To do: Line by line, copy all of the data exactly.

Information given:
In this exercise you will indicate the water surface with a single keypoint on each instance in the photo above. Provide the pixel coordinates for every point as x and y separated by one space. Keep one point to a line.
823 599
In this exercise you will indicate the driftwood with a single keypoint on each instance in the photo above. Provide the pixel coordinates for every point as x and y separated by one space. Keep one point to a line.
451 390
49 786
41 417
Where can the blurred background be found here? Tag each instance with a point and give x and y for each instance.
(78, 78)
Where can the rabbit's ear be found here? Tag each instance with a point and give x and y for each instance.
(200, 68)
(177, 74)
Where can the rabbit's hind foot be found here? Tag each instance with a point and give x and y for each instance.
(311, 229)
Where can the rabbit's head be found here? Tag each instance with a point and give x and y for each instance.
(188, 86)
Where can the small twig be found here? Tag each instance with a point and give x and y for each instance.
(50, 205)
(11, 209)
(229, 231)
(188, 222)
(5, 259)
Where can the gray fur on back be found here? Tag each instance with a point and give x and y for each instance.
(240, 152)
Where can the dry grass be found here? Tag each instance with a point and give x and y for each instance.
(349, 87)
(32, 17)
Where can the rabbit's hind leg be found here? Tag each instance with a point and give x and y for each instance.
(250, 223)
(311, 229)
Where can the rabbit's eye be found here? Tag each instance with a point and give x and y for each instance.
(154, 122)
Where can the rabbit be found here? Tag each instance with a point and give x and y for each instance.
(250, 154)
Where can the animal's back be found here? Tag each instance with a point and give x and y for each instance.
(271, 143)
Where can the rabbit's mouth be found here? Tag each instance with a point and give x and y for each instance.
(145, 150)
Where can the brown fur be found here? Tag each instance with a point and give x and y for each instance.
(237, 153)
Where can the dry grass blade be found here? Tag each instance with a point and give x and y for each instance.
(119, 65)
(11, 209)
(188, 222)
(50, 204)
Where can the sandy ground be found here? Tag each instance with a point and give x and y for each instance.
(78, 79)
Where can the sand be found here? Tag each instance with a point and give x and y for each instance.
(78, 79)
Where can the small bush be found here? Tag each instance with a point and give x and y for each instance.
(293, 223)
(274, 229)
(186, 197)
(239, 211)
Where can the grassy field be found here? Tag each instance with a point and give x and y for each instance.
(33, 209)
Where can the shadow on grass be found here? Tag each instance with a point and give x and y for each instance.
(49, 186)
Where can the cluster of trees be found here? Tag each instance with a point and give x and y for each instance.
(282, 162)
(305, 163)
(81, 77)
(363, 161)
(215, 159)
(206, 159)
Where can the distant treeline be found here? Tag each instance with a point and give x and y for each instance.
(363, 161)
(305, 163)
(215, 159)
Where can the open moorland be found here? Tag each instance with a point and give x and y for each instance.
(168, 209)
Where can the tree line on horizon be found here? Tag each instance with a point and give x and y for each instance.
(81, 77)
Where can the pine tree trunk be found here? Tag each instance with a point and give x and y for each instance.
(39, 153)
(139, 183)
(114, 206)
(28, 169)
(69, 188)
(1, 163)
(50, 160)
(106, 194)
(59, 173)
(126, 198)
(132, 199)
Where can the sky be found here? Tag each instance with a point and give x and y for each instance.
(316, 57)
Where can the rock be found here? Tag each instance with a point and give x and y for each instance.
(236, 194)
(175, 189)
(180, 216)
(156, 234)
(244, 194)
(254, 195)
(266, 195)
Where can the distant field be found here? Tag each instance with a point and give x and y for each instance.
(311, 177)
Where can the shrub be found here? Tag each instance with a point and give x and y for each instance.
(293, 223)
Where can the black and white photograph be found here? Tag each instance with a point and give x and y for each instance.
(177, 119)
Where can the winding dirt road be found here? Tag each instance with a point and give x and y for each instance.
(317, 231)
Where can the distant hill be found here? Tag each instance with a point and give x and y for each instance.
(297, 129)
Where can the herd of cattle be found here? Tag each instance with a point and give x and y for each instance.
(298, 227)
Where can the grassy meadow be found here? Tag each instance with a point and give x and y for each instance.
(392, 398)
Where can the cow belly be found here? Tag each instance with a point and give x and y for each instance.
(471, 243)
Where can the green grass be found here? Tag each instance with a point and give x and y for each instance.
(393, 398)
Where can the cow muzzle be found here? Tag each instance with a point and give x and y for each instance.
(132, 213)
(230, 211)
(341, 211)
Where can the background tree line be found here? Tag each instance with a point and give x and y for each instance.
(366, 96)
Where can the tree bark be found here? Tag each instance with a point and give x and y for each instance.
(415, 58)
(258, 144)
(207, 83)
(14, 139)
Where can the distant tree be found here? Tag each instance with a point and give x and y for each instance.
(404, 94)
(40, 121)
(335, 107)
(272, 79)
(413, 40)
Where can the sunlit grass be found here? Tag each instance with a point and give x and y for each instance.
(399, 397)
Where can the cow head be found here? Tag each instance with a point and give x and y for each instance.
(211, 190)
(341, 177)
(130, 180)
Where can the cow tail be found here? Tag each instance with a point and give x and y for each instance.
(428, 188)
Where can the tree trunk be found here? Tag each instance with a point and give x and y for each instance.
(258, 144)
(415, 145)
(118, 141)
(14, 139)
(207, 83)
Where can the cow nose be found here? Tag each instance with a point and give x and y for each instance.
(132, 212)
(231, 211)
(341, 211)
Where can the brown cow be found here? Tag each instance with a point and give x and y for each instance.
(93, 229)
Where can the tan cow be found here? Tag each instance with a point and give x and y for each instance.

The answer:
In this exercise you will indicate the water surface with a single keypoint on each instance in the photo above. Provide the pixel coordinates for every point as x and y separated by one space. Keep one point to a line.
823 599
In this exercise you will indicate the driftwood with a single keypoint on each instance in the photo above. Provide the pixel coordinates for every point as x and y separated by one space. Keep one point to a line.
451 390
49 786
41 417
Where can the blurred background be found here? Tag each instance with a point and give x and y for each instance.
(78, 78)
Where can the rabbit's ear be found here? Tag each instance with a point and give x and y for each instance.
(200, 68)
(177, 74)
Where can the rabbit's hind foot be found here? Tag each instance with a point and give x and y for each instance.
(311, 229)
Where can the rabbit's head be found here? Tag each instance with a point and give x and y for each instance.
(188, 86)
Where can the small twig be found here? Tag each instance with a point and give x and y for each instance.
(50, 205)
(11, 209)
(229, 231)
(188, 222)
(5, 259)
Where can the gray fur on back be found here? Tag each instance with a point and give x and y for each instance.
(240, 152)
Where can the dry grass be found here? Tag each instance with a point and give x and y for each instance.
(349, 87)
(32, 17)
Where can the rabbit's hind leg be found here? Tag each instance with a point and give x and y for each instance.
(250, 223)
(311, 229)
Where can the rabbit's eye be found here? Tag each instance with a point and give x and y for each instance.
(154, 122)
Where can the rabbit be found here? Tag each instance with a point and give x and y for each instance.
(250, 154)
Where can the animal's back be found here? Tag each instance with a point and give x and y for each instance.
(271, 143)
Where can the rabbit's mouth be found here? Tag each instance with a point and give x and y for each instance.
(145, 150)
Where can the brown fur be found here? Tag each instance with a point and give x and y for each instance.
(237, 153)
Where can the dry grass blade be found here? Tag each instance with a point and give x and y for each instance.
(119, 65)
(11, 209)
(188, 222)
(50, 204)
Where can the sandy ground be found here? Tag each instance with a point and give x and y for each instance.
(78, 79)
Where can the sand be found here? Tag each instance with a point and give x and y for each instance.
(78, 79)
Where can the small bush be found here? Tag each instance with a point and give x and y for each instance.
(293, 223)
(274, 229)
(186, 197)
(239, 211)
Where can the grassy field be found here? Tag each instance with a point and give x and y for each instance.
(33, 209)
Where can the shadow on grass be found here? Tag each instance with a point and give x and y for each instance.
(49, 186)
Where can the cluster of trees be found here? Tag each instance with a point and give x and y for each instance.
(282, 162)
(305, 163)
(81, 77)
(363, 161)
(215, 159)
(206, 159)
Where can the distant treeline be found here? Tag each instance with a point and give x and y for each instance.
(363, 161)
(305, 163)
(215, 159)
Where can the open moorland be found here? Tag each instance with a point and give x and y for each instance.
(168, 209)
Where can the tree line on horizon be found here? Tag each instance with a point and give x and y for each instance.
(81, 77)
Where can the pine tree trunk be found here? Tag each instance with a point and give x and y for each instance.
(39, 153)
(139, 183)
(114, 206)
(28, 169)
(69, 188)
(1, 163)
(50, 160)
(106, 194)
(59, 173)
(126, 198)
(132, 199)
Where can the sky be found here? Tag each instance with a point and give x and y for each instance.
(316, 57)
Where can the rock be found here? Tag each instance with a point and give x and y for each instance.
(236, 194)
(175, 189)
(180, 216)
(156, 234)
(244, 194)
(254, 195)
(266, 195)
Where can the distant field be found here? Tag each instance with a point and give x and y for each instance.
(311, 177)
Where can the shrub be found here? Tag each instance with a point and give x and y for each instance.
(293, 223)
Where can the black and white photograph be found here? Tag each instance with a point and give x and y for each instance.
(177, 119)
Where can the winding dirt road be found here? Tag each instance with a point and give x and y for each instance.
(317, 231)
Where can the distant hill be found here? Tag each instance with a point and give x and y for each instance.
(297, 129)
Where can the herd of cattle be found here? Tag each instance with a point and give x and y for each instance.
(298, 227)
Where can the grassy meadow be found here? Tag each instance with a point and give x and y for each instance.
(392, 398)
Where can the cow belly be found here? Tag each instance with a point and give x and y for each instance.
(471, 243)
Where can the green grass be found here? Tag each instance with a point and give x and y for each instance.
(393, 398)
Where can the cow muzzle be found here? Tag each instance with a point and give x and y for each instance.
(132, 213)
(230, 211)
(341, 211)
Where can the background tree line be found here? Tag each instance with a point and give x and y for each instance.
(366, 96)
Where can the tree bark be found here? Tag each instance with a point and give x and y for each instance.
(415, 58)
(258, 144)
(207, 83)
(14, 139)
Where can the distant tree be found here? Tag each instance with a point and give x and y for each instance.
(404, 94)
(40, 121)
(335, 107)
(272, 79)
(413, 40)
Where can the sunlit grass be found here? Tag each instance with a point and give x and y for each instance.
(399, 397)
Where can the cow head be found here? Tag each instance with a point and give x and y for each instance.
(211, 190)
(341, 177)
(130, 180)
Where can the cow tail be found here? Tag each instance with a point and give x and y for each instance.
(428, 188)
Where can the tree trunk be found here? Tag each instance with a point and give x and y for each instance.
(258, 144)
(415, 145)
(118, 141)
(14, 139)
(207, 83)
Where can the cow nose be found here? Tag each instance with a point and give x and y for each instance.
(132, 212)
(231, 211)
(341, 211)
Where can the brown cow be found here? Tag each instance with a point and give x and y for each instance.
(93, 229)
Where can the tan cow be found here? Tag each instance with a point and give x and y for each instance.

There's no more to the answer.